* **Directions for this task**
Change "pointed petal" to "tapered petal" in the data below, starting at the line that contains "of the pointed" and ending at the line that contains "point(185, 177)". Give only those lines back, with nothing else altered.

++++++++++

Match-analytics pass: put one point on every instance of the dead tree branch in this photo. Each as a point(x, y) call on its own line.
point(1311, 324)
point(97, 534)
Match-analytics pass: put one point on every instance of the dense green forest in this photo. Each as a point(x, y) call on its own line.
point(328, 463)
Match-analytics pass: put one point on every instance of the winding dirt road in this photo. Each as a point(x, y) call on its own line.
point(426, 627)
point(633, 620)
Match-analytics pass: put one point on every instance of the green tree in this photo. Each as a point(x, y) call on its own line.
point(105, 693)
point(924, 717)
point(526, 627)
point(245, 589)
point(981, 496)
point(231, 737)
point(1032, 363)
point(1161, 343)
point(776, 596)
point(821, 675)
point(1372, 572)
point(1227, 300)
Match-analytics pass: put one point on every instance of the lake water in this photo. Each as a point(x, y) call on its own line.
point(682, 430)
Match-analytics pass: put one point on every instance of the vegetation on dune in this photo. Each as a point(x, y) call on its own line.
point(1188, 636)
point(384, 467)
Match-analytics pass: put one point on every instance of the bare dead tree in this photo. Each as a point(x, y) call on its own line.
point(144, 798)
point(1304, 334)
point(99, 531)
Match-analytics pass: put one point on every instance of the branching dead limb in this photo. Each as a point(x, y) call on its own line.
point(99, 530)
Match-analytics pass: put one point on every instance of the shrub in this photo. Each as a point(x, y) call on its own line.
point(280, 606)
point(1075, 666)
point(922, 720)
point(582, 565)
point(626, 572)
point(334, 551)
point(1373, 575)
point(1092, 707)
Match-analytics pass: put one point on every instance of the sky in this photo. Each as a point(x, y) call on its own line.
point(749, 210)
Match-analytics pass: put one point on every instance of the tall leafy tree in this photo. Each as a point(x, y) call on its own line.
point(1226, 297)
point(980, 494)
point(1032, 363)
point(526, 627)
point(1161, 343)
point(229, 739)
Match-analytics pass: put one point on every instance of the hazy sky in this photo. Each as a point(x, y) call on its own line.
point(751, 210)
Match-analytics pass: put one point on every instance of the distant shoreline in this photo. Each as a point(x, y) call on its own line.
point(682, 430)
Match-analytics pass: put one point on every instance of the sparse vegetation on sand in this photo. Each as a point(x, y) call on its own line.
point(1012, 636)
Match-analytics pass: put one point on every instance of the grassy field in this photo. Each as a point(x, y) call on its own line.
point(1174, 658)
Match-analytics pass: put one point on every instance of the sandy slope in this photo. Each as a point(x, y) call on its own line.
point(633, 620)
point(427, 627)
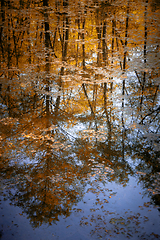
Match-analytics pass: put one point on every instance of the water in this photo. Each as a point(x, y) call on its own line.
point(79, 120)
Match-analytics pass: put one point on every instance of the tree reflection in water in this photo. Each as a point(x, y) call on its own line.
point(80, 112)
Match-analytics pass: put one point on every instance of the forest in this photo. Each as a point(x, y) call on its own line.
point(79, 117)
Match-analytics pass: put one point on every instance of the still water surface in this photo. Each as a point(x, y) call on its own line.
point(79, 120)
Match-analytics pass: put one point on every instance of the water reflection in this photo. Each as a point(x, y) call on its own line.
point(79, 104)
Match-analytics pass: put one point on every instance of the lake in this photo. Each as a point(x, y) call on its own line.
point(79, 119)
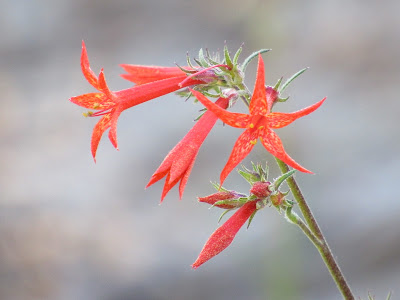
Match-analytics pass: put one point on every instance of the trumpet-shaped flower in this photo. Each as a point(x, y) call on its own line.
point(110, 104)
point(224, 235)
point(259, 124)
point(179, 162)
point(145, 74)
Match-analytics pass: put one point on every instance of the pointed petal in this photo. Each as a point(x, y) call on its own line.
point(145, 74)
point(158, 175)
point(273, 144)
point(104, 88)
point(232, 119)
point(242, 147)
point(279, 120)
point(271, 96)
point(224, 235)
point(185, 177)
point(168, 186)
point(86, 70)
point(91, 101)
point(180, 160)
point(145, 92)
point(98, 131)
point(258, 103)
point(112, 135)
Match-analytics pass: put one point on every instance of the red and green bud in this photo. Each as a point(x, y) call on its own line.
point(261, 189)
point(224, 235)
point(277, 198)
point(224, 199)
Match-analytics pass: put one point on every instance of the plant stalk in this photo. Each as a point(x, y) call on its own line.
point(322, 247)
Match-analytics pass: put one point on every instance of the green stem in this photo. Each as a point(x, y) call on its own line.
point(322, 247)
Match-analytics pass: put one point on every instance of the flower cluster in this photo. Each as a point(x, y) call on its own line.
point(222, 79)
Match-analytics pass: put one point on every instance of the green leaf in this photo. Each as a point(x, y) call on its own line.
point(251, 219)
point(236, 57)
point(282, 178)
point(223, 214)
point(227, 57)
point(202, 59)
point(218, 187)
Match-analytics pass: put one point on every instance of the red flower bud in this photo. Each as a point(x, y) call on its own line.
point(224, 235)
point(261, 189)
point(220, 196)
point(277, 198)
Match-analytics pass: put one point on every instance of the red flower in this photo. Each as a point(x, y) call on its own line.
point(224, 235)
point(229, 197)
point(180, 160)
point(259, 124)
point(145, 74)
point(110, 104)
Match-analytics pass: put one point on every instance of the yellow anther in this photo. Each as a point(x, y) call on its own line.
point(253, 142)
point(88, 114)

++++++++++

* **Final result**
Match-analytics pass: put one point on every instance of the tapered petal in this photo. Each as a point(x, y) call on its own line.
point(145, 74)
point(158, 175)
point(273, 144)
point(104, 88)
point(232, 119)
point(242, 147)
point(279, 120)
point(271, 96)
point(224, 235)
point(185, 177)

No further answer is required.